**What is needed**
Copy out all of the material below word for word, leaving out the pictures.

[Items listed in a dataset]
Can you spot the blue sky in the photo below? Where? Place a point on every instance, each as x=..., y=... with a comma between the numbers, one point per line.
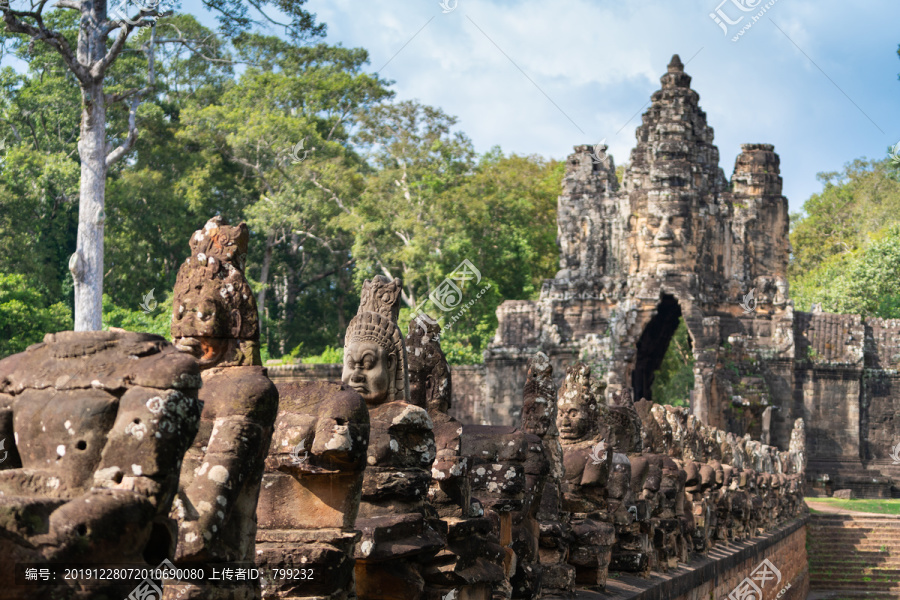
x=816, y=78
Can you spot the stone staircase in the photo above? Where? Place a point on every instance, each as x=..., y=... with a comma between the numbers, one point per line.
x=857, y=553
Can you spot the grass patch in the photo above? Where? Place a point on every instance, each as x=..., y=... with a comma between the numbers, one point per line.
x=874, y=505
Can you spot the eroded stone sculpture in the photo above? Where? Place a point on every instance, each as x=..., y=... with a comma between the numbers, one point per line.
x=95, y=425
x=539, y=418
x=215, y=320
x=311, y=489
x=588, y=461
x=471, y=565
x=401, y=532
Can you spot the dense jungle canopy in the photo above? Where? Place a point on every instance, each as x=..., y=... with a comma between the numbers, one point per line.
x=338, y=181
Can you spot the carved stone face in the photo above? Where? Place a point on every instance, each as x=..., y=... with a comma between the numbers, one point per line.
x=369, y=370
x=573, y=421
x=662, y=233
x=537, y=418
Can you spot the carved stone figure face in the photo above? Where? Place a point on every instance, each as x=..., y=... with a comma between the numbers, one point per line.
x=662, y=232
x=573, y=421
x=537, y=418
x=369, y=370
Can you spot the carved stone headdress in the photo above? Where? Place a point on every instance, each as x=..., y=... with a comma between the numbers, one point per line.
x=376, y=321
x=212, y=297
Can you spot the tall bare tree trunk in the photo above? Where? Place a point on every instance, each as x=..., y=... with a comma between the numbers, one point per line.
x=86, y=264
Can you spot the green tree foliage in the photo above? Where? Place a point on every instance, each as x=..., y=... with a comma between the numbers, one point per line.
x=845, y=246
x=674, y=380
x=25, y=314
x=336, y=183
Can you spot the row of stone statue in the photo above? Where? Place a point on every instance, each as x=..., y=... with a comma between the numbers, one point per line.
x=123, y=449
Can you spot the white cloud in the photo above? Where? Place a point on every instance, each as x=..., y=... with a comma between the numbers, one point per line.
x=599, y=62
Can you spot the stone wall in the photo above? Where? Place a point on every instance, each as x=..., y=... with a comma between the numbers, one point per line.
x=716, y=576
x=469, y=394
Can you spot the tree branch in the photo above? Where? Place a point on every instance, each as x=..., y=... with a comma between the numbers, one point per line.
x=98, y=70
x=54, y=39
x=128, y=144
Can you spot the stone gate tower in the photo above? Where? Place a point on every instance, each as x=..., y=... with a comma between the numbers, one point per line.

**The result**
Can you spot the blue sky in the photo below? Where? Place a point on every instance, each as x=..., y=... with a comma between the numbers, one point per line.
x=816, y=78
Can you spot the stone staircase in the photo above? Where? Place a point on every instance, each as x=..., y=... with a comma between the numbers, one point per line.
x=857, y=553
Can you spot the grass patch in the photo above? Where? Place a point on every instance, each as x=..., y=... with a comma between the numbers, one point per line.
x=874, y=505
Can you spot the eroded stone sculpture in the photo above? Where? Place a point on every instance, each as x=..., y=... with a comma between the numbers, one point per line.
x=95, y=425
x=539, y=418
x=215, y=320
x=311, y=489
x=588, y=461
x=471, y=565
x=401, y=532
Can you spot the dense jungle canopy in the photo above? Where? Place a point on every instance, each as x=..., y=... with a comma between the numbers, one point per line.
x=338, y=181
Can you spot the carved stone face in the photo above? Where? Place a point on every instance, each as x=..., y=... with a comma between the numbers, one point per line.
x=369, y=370
x=573, y=421
x=662, y=233
x=537, y=418
Can you spot the carved stone figure face in the photo above? Where? Place a point on every instance, each as x=..., y=... with a comma between the numbers, one point per line.
x=662, y=232
x=573, y=421
x=537, y=418
x=369, y=370
Can you spot the carved stone headdress in the photo above? Where? Place a point on every instance, each as x=..., y=... with a comma between the numbers, one point per line.
x=376, y=321
x=212, y=297
Can you spot the tall bare tree trunk in the photo above? Where? Place a point on every instance, each as x=..., y=... with a comma between the numbers, one point per line.
x=86, y=264
Can you spot the green tree foliage in the photo above? Where? Place a point on every instance, each as x=..., y=... with a comma between the numbers, one point per line.
x=845, y=246
x=674, y=380
x=25, y=314
x=336, y=183
Can you spot the row of stone statue in the photo above? Where? Place a point on every instance, each as x=..., y=... with a comma between the numbers, one point per line.
x=123, y=449
Can you spot the white cloud in the photo above? Where? Place a point on every instance, each as x=..., y=... with a comma between the numbers, one point per line.
x=599, y=62
Can you spot the stone wall in the photo above? Where? Place a point on every instance, each as x=..., y=... with a comma between the numbers, one point per line.
x=716, y=576
x=469, y=394
Can you spot the tree branch in the photo above? Where? Place a point on every instance, each as x=..., y=... with a comma between the numbers, one point per line.
x=98, y=70
x=54, y=39
x=128, y=144
Can you spot the stone gate tower in the photo above? Where? Place a point on every instance, each as x=..., y=... with a comma between the numbers, one point per line.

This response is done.